### Work instructions
Please return each line from the rows below that contains the word "window", copying every such line in full.

### Task material
══════════

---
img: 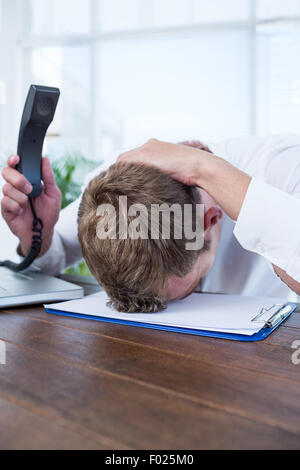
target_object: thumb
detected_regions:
[42,158,57,194]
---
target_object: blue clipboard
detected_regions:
[46,303,297,342]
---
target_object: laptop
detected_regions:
[0,267,84,309]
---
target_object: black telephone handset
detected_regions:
[0,85,60,272]
[17,85,60,197]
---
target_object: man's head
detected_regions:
[78,164,221,312]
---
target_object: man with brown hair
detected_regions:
[78,164,217,312]
[1,135,300,311]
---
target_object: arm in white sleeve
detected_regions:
[234,178,300,282]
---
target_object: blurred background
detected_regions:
[0,0,300,264]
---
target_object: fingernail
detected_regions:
[25,183,32,194]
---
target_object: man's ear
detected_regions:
[204,206,223,232]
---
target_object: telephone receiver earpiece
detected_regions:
[17,85,60,198]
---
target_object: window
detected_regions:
[29,0,91,35]
[0,0,300,160]
[97,31,249,151]
[258,25,300,134]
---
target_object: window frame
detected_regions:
[11,0,300,155]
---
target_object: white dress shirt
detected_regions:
[31,135,300,302]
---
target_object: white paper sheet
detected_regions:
[45,292,286,336]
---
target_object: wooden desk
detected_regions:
[0,278,300,449]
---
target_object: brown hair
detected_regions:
[78,164,206,312]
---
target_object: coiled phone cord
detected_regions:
[0,196,44,272]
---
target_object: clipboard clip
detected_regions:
[251,304,293,328]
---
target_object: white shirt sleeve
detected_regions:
[213,135,300,282]
[234,178,300,282]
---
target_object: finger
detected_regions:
[7,155,20,168]
[1,196,23,215]
[2,167,32,194]
[2,183,28,208]
[42,158,57,192]
[117,145,145,163]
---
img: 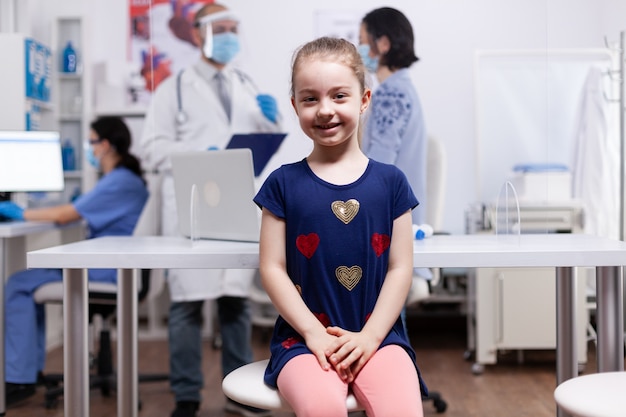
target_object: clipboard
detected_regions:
[226,133,287,177]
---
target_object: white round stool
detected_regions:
[222,360,363,411]
[554,372,626,417]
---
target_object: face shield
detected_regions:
[196,10,240,64]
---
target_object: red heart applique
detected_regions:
[296,233,320,259]
[372,233,391,256]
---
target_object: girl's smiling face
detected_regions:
[291,58,371,146]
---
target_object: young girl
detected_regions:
[255,38,425,417]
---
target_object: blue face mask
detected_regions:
[211,32,240,64]
[358,44,378,72]
[86,146,100,171]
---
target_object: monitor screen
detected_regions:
[0,131,64,192]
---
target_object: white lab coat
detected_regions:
[141,61,280,301]
[572,66,620,239]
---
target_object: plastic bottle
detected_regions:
[61,139,76,171]
[63,42,78,72]
[413,223,433,240]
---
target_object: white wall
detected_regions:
[33,0,626,233]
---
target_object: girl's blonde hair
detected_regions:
[291,36,365,97]
[291,36,367,146]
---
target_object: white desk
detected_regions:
[27,234,626,417]
[0,222,82,415]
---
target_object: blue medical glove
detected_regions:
[0,201,24,220]
[256,94,278,123]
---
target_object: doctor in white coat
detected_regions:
[141,4,280,417]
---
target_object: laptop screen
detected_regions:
[0,131,65,192]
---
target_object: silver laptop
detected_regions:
[171,149,260,242]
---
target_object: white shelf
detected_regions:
[94,106,148,117]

══════════

### Solved problem
target_object: window
target_object: window frame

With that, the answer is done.